PROBLEMS:
(A) How many barrels of oil per day does the Cano Limon-Covenas pipeline carry, according to the article on Colombia's troop mobilization?
(B) Translate this sentence from the article on Colombia's troop mobilization into Spanish: "In a statement from the President's office, President Santos said that Colombia will send some 50,000 men after the FARC's south and eastern blocks."

On the heels of a series of attacks on Colombia’s oil infrastructure this week, Colombia’s government mobilized troops on Wednesday in response to what it reportedly believes is a plan held by the FARC to strike important sites around the country.
“We have intelligence information that… [the FARC] are preparing strikes on emblematic sites in order to say to Colombia and the world that the FARC are alive,” said President Juan Manuel Santos.
In a statement from the President’s office, President Santos said that Colombia will send some 50,000 men after the FARC’s south and eastern blocks.
The government’s mobilization of troops to attack FARC fronts is the latest development in a show of force between both sides of Colombia’s long-running armed-conflict in an effort to demonstrate that the government will not pull back military efforts, nor will the FARC show signs of weakness, as peace talks near the one year mark in Havana, Cuba.
Close to boiling
It is unclear which ‘symbolic sites’ the government expects the FARC to attack. But over the past several days, Colombia’s oil infrastructure has experienced several attacks in the south and eastern regions of the country.
According to a Reuters report, Colombia’s second largest pipeline, the Cano Limon-Covenas, which connects Colombia’s central plains with the Caribbean coast, was bombed 3 times earlier this week.
The Cano Limon-Covenas pipeline transports some 80,000 barrels of oil per day and an attack usually costs millions of dollars in losses. On Wednesday, Reuters reported that a Venezuelan-owned natural gas pipeline was attacked, cutting off 150 million cubic feet of exports to Venezuela, Colombia’s only importer of natural gas.

[Items from a dataset]
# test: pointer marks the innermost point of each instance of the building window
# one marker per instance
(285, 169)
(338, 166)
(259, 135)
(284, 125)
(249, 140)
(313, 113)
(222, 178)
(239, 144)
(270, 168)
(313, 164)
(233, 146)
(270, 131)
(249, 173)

ANSWERS TO EACH TASK:
(A) Some 80,000 barrels per day.

(B) En un comunicado de la oficina del Presidente, el presidente Santos dijo que Colombia enviará unos 50.000 hombres tras los bloques sur y oriental de las FARC.